* [OBJECTIF A]
Reprenez mot pour mot le passage du texte sur la venue d'Emmaüs à Montceau qui va de « Et si Chimel » jusqu'à « une certaine désertification. ».

Suite à notre article sur la venue d’Emmaüs



 

 

Je le dis haut et fort, Chimel à raison. C’est bien qu’Emmaüs viennent enfin à Montceau, c’est bien que des friches industrielles retrouvent un usage, ce serait mieux que l’on crée des entreprises industrielles, des emplois industriels. Mais en attendant c’est tout ce qui est possible.

 

 

 

Et si Chimel à raison sur le télescopage entre les reliefs des trente glorieuses et les cautères que notre société pose sur ses blessures mal soignées, il faut voir aussi que le tissu industriel n’est pas le seul à être usé jusqu’à la trame et remplacé par du synthétique. Nos centres ville se dévitalisent comme des dents cariées en perdant leurs commerces de proximité qui sont remplacés par des services. Il n’y a aucune plus value apportée par rapport à la disparition des commerces. Ça d’abord été banques et assurances. Tant et plus que dans certaines villes, et pas des moindres, on en est venu à règlementer l’implantation de services en centre ville pour éviter une certaine désertification.

 

 

 

Amiens, par exemple, n’a pas hésité à modifier son plan local d’urbanisme (PLU) afin de bloquer, à compter de janvier 2016, l’installation de nouvelles banques ou d’assurances sur l’axe principal du centre-ville.

* [DONNÉES]
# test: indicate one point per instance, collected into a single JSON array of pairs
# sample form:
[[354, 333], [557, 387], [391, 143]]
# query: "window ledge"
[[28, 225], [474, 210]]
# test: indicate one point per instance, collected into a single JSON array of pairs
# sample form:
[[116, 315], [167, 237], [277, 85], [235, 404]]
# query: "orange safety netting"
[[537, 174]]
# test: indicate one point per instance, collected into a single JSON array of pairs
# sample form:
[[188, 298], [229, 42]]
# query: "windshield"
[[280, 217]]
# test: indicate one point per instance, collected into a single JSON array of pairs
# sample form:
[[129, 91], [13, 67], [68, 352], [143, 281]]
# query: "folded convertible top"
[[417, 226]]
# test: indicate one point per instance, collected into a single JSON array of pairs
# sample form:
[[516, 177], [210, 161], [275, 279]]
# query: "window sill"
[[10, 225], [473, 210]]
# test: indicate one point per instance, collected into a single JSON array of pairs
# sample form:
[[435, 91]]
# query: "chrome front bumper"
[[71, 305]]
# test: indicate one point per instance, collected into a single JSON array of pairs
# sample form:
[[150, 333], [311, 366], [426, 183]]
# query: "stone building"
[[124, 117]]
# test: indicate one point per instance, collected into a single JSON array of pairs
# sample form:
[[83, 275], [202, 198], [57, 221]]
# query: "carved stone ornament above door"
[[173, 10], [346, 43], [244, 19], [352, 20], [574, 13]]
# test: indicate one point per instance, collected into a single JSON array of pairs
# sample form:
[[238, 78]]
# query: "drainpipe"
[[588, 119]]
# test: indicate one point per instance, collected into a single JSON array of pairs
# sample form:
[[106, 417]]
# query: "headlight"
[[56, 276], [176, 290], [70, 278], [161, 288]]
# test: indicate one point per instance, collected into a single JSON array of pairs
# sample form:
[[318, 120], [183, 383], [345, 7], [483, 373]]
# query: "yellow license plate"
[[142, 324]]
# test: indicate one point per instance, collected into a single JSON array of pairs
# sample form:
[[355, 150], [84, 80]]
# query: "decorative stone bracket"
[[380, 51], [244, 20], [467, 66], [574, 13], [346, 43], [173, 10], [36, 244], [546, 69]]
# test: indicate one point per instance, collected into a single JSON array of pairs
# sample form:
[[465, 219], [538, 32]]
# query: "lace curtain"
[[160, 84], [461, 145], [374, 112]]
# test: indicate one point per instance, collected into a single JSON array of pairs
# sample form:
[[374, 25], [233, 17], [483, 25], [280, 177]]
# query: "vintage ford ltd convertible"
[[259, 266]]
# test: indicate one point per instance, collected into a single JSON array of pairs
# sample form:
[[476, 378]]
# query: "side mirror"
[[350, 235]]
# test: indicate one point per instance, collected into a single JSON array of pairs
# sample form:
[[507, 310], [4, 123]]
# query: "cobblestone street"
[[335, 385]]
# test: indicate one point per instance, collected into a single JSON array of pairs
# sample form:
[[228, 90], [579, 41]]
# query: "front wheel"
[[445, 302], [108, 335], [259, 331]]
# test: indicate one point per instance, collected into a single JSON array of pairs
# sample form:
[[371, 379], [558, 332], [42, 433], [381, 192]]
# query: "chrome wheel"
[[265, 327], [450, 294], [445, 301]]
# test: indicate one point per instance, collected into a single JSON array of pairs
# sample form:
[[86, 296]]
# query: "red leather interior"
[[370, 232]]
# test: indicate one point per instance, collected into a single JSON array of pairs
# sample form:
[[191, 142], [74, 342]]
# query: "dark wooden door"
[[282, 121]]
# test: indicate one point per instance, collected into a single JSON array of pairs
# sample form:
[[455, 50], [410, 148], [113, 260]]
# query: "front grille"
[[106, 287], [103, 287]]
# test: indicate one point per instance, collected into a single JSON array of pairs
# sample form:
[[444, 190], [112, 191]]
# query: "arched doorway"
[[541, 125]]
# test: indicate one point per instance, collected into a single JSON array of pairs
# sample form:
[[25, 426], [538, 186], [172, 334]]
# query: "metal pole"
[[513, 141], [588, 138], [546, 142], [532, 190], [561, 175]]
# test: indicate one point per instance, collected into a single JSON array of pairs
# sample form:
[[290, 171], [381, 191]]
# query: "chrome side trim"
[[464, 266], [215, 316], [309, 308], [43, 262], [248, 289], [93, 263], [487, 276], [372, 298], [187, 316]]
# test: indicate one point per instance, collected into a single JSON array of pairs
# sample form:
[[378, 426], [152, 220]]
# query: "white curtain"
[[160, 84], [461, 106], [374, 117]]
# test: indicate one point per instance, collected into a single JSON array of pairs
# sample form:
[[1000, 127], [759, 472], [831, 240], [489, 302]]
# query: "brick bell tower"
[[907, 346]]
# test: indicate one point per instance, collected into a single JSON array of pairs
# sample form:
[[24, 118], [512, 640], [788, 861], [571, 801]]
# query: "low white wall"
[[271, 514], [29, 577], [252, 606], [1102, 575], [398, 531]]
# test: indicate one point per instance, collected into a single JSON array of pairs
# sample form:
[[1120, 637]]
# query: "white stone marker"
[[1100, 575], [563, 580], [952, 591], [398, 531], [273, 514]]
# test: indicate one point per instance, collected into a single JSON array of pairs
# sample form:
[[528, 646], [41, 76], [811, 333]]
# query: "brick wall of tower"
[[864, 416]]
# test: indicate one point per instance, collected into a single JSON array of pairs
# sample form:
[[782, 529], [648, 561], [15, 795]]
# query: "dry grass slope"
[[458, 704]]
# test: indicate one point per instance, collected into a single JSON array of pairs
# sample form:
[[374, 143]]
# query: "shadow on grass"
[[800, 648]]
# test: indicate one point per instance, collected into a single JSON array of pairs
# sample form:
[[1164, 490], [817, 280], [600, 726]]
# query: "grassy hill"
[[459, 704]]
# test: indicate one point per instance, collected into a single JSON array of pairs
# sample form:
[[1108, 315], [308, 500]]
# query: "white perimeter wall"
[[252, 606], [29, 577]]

* [OBJECTIF B]
Affichez toutes les lignes des données ci-dessus qui contiennent la chaîne « window », en tenant compte de la casse.

* [RÉPONSE A]
Et si Chimel à raison sur le télescopage entre les reliefs des trente glorieuses et les cautères que notre société pose sur ses blessures mal soignées, il faut voir aussi que le tissu industriel n’est pas le seul à être usé jusqu’à la trame et remplacé par du synthétique. Nos centres ville se dévitalisent comme des dents cariées en perdant leurs commerces de proximité qui sont remplacés par des services. Il n’y a aucune plus value apportée par rapport à la disparition des commerces. Ça d’abord été banques et assurances. Tant et plus que dans certaines villes, et pas des moindres, on en est venu à règlementer l’implantation de services en centre ville pour éviter une certaine désertification.

* [RÉPONSE B]
# query: "window ledge"
# query: "window sill"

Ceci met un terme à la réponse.